=== MATERIAL SUPPLIED ===
********************

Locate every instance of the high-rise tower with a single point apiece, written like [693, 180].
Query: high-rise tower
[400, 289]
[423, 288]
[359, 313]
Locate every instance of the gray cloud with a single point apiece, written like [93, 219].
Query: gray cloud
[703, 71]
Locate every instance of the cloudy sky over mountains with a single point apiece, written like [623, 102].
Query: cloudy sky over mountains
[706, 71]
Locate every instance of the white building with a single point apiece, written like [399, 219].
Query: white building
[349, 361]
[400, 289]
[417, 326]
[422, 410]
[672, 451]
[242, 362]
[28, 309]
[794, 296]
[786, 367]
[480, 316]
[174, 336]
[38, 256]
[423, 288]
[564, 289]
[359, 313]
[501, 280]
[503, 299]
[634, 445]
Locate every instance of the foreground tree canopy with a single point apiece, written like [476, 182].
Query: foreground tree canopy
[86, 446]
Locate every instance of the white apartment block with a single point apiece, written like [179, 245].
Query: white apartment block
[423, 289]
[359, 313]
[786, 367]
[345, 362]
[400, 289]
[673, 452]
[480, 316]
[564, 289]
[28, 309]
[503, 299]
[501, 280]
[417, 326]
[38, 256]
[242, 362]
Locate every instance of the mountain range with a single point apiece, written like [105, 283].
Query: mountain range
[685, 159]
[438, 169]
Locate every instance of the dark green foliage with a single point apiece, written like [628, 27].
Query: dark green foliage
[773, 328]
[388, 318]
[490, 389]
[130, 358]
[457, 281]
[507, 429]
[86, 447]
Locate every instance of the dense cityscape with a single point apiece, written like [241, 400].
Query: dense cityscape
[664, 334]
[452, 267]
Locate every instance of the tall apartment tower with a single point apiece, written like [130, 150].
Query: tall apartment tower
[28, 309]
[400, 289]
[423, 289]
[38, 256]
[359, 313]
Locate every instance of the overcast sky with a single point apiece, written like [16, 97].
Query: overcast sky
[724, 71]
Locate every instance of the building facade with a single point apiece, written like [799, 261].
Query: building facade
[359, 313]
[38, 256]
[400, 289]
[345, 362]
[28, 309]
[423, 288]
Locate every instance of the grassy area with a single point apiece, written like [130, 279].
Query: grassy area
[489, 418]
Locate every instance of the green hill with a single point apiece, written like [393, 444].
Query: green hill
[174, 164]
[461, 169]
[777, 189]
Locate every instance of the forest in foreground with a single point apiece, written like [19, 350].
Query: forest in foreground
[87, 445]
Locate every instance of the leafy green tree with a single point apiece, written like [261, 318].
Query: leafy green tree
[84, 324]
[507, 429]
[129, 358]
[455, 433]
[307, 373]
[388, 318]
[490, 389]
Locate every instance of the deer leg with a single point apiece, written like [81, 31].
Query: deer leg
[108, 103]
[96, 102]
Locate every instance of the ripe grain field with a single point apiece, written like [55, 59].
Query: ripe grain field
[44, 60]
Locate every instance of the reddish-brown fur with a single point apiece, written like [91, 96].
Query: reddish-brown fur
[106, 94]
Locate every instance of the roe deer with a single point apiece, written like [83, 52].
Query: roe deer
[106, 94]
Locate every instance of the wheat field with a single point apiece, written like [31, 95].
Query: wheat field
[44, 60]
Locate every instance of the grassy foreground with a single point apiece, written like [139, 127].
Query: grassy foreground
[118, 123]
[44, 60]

********************

=== WORK ORDER ===
The records must be given again in full, exactly as shown.

=== SOLUTION TO THE EXERCISE ===
Locate every instance of the high-rise tower with a single point apiece, written like [693, 180].
Query: high-rise tower
[400, 289]
[423, 288]
[359, 313]
Locate every instance of the gray cloud with a single point apiece, written like [93, 219].
Query: gray cloud
[703, 71]
Locate every instance of the cloudy sky over mountains with a single point apiece, written like [623, 102].
Query: cloudy sky over mountains
[706, 71]
Locate every instance of the white building with a single point apiece, written like [399, 219].
Query: white building
[349, 361]
[400, 289]
[417, 326]
[422, 410]
[672, 451]
[242, 362]
[28, 309]
[794, 296]
[786, 367]
[480, 316]
[174, 336]
[38, 256]
[423, 288]
[564, 289]
[359, 313]
[501, 280]
[503, 299]
[634, 445]
Locate every instance of the foreground tree canopy with a single point apiece, written like [476, 182].
Query: foreground tree canopy
[86, 446]
Locate every instance of the white apartment block with a single point apiece, written like [179, 245].
Query: white apartment block
[423, 289]
[359, 313]
[786, 367]
[345, 362]
[400, 289]
[673, 452]
[480, 316]
[564, 289]
[28, 309]
[503, 299]
[501, 280]
[417, 326]
[38, 256]
[242, 362]
Locate every instance of the mountain range with a single point apiece, written like [105, 283].
Query: mountain range
[685, 159]
[438, 169]
Locate every instance of the dark green foliage with a single point apiece, written like [628, 27].
Query: dark green foliage
[773, 328]
[388, 318]
[490, 389]
[130, 358]
[457, 281]
[507, 429]
[86, 447]
Locate every instance of the dense cityscape with a single point apiece, written like [241, 400].
Query: dense cityscape
[664, 334]
[452, 267]
Locate every instance of the tall apartment tower with a single point apiece, written like [130, 150].
Query: tall apartment tower
[28, 309]
[400, 289]
[423, 289]
[38, 256]
[359, 313]
Locate every instance of the overcast sky with a single point apiece, written like [16, 97].
Query: overcast sky
[724, 71]
Locate every instance of the building facade with a single point apiece, written like [799, 261].
Query: building facade
[359, 313]
[38, 256]
[400, 289]
[345, 362]
[28, 309]
[423, 288]
Locate every instance of the grassy area with a single point apiece, written like [130, 279].
Query: grassy area
[489, 418]
Locate every instance of the green hill with a single point apiece, written like [393, 444].
Query: green hill
[174, 164]
[461, 169]
[777, 189]
Locate every instance of the forest in foreground with a single point apiece, written like [19, 350].
Query: forest in foreground
[87, 445]
Locate every instance of the leafy green tree with a single point apiece, written like [261, 318].
Query: leafy green tree
[84, 324]
[507, 429]
[129, 358]
[455, 433]
[307, 373]
[388, 318]
[490, 389]
Locate every instance of the deer leg with a single point apiece, written like [81, 31].
Query: deer leg
[108, 103]
[96, 102]
Locate every instance of the ripe grain field with a single point apiece, written like [55, 59].
Query: ripe grain field
[44, 60]
Locate every instance of the reddish-brown fur with a single point apiece, written like [91, 96].
Query: reddish-brown fur
[106, 94]
Locate every instance of the roe deer with a single point apiece, written like [83, 52].
Query: roe deer
[106, 94]
Locate every instance of the wheat field with a single point apiece, written like [31, 95].
Query: wheat field
[44, 60]
Locate every instance of the grassy foreground with a single point apiece, written like [139, 127].
Query: grassy foreground
[118, 123]
[44, 60]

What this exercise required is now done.